• _Page excerpt_
Meta and Google Just Became Unlikely Partners — on Android
The AI arms race has produced an unexpected development: two of its fiercest competitors are quietly building together.
Google and Meta have brought Instagram capture and editing tools to Android. The Instagram app is now fully optimised for Android tablets — it took Meta 15 years to make a proper iOS app, so it is notable that the Android version has been given the same treatment simultaneously.
What the Collaboration Actually Delivers
Users can now capture and view ultra HDR video on higher-end Android devices, with built-in video stabilisation and night sight features. AI models running on your device will be able to upscale photos and videos with a single tap. The Instagram Edits app for Android is also getting an upgrade with a feature that creates separate audio tracks — allowing users to increase music volume and remove wind noise independently.
These are not minor updates. On-device AI photo and video upscaling is a capability that until recently required a desktop application. Delivering it through a mobile app, powered by AI models running locally on the device, represents a meaningful step in the democratisation of professional-grade media editing.
Why Two Competitors Are Cooperating
The logic is straightforward — and revealing. Google controls Android. Meta controls Instagram. Neither can fully serve their users without the other.
Instagram is the world's dominant photo and video sharing platform. If it performs poorly on Android — the operating system used by 72% of smartphone users globally — Meta loses engagement, advertising revenue and competitive ground to TikTok. For Google, a subpar Instagram experience on Android is a platform problem — it makes Android look inferior to iOS for the social media use cases that drive daily smartphone engagement.
Both companies benefit from the collaboration. Neither company gives anything essential away. This is the pragmatic logic of platform ecosystems — even rivals cooperate when their strategic interests align.
The Deeper Signal
The Google-Meta Android collaboration is a small story with a large implication: in the AI era, the boundaries between competitors are becoming increasingly fluid. Google and Apple are cooperating on foundation models for Siri. Amazon and Google compete in cloud but both supply OpenAI. Microsoft invested in OpenAI while Amazon is taking it away.
As companies like Google continue to nudge users toward agentic AI systems and expand their capabilities, concerns regarding privacy and security continue to grow. The Instagram AI editing tools running locally on Android devices are a preview of where this is heading — AI capabilities embedded so deeply into everyday apps that users engage with them without making a conscious choice to use AI at all.
What This Means for GAFAM
The GAFAM landscape of 2026 is not five companies in open competition. It is five companies in a complex web of cooperation, competition and strategic dependency — what analysts call "coopetition." Understanding which GAFAM relationships are competitive and which are cooperative — and why — is essential to understanding how the AI era is actually unfolding.
gafam.ai will be mapping those relationships all year.
The European Perspective
The Google-Meta collaboration on Android raises questions under the EU Digital Markets Act — which designates both Google and Meta as gatekeepers and is designed to prevent dominant platforms from leveraging their positions to entrench advantages. When two designated gatekeepers cooperate on feature development, European regulators must ask: does this cooperation benefit users — or does it further entrench the dominance of the two platforms at the expense of smaller competitors? It is a question Brussels has the tools to investigate. Whether it has the appetite to do so is another matter. gafam.ai will be watching.

• _Dataset items_

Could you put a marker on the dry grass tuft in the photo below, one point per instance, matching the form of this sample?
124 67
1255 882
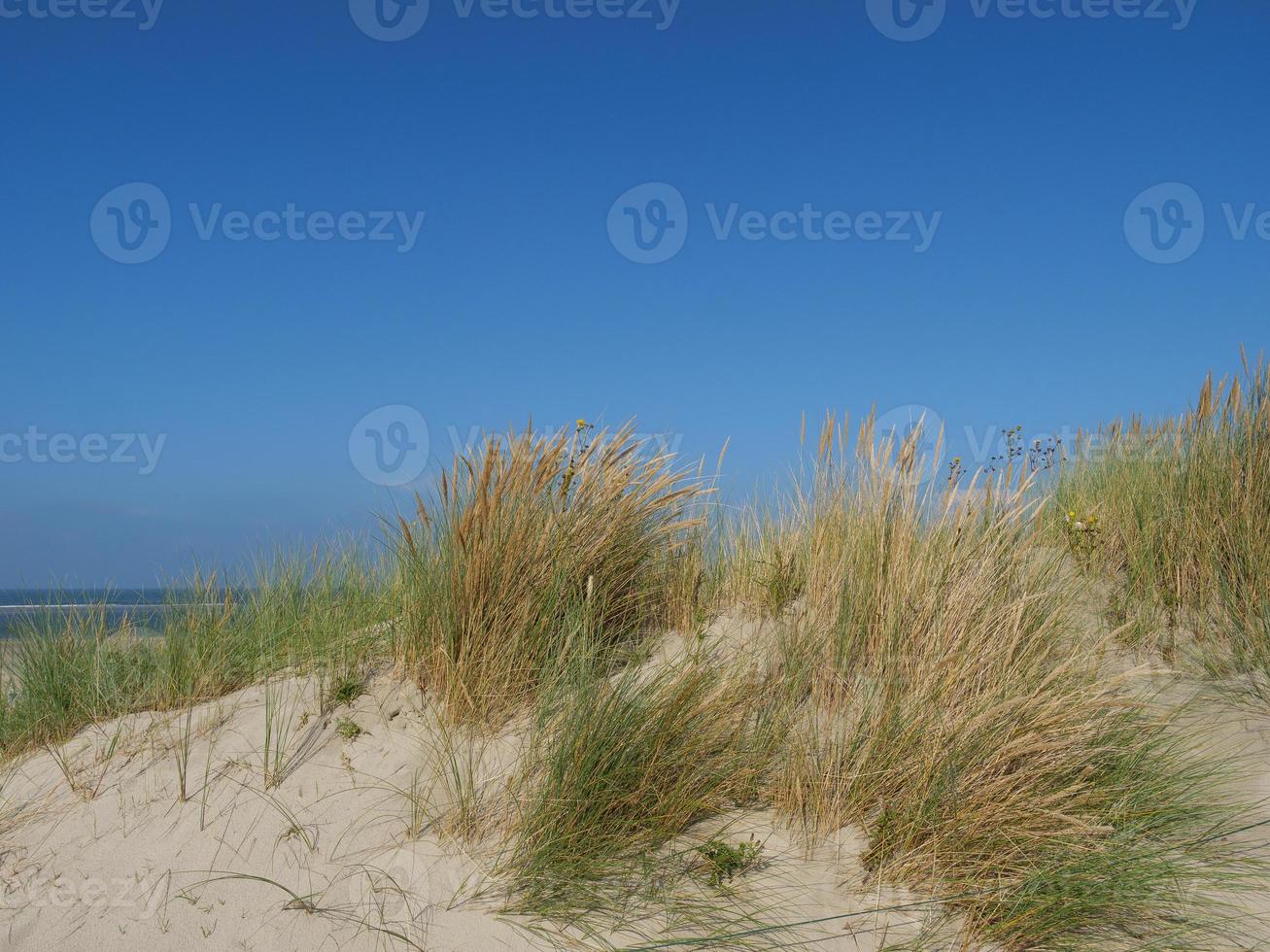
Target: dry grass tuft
534 546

• _Task to carry out_
Please reproduce the passage of the article on the Google-Meta Android collaboration starting at "Instagram is the" and ending at "strategic interests align.".

• _Answer to this problem_
Instagram is the world's dominant photo and video sharing platform. If it performs poorly on Android — the operating system used by 72% of smartphone users globally — Meta loses engagement, advertising revenue and competitive ground to TikTok. For Google, a subpar Instagram experience on Android is a platform problem — it makes Android look inferior to iOS for the social media use cases that drive daily smartphone engagement.
Both companies benefit from the collaboration. Neither company gives anything essential away. This is the pragmatic logic of platform ecosystems — even rivals cooperate when their strategic interests align.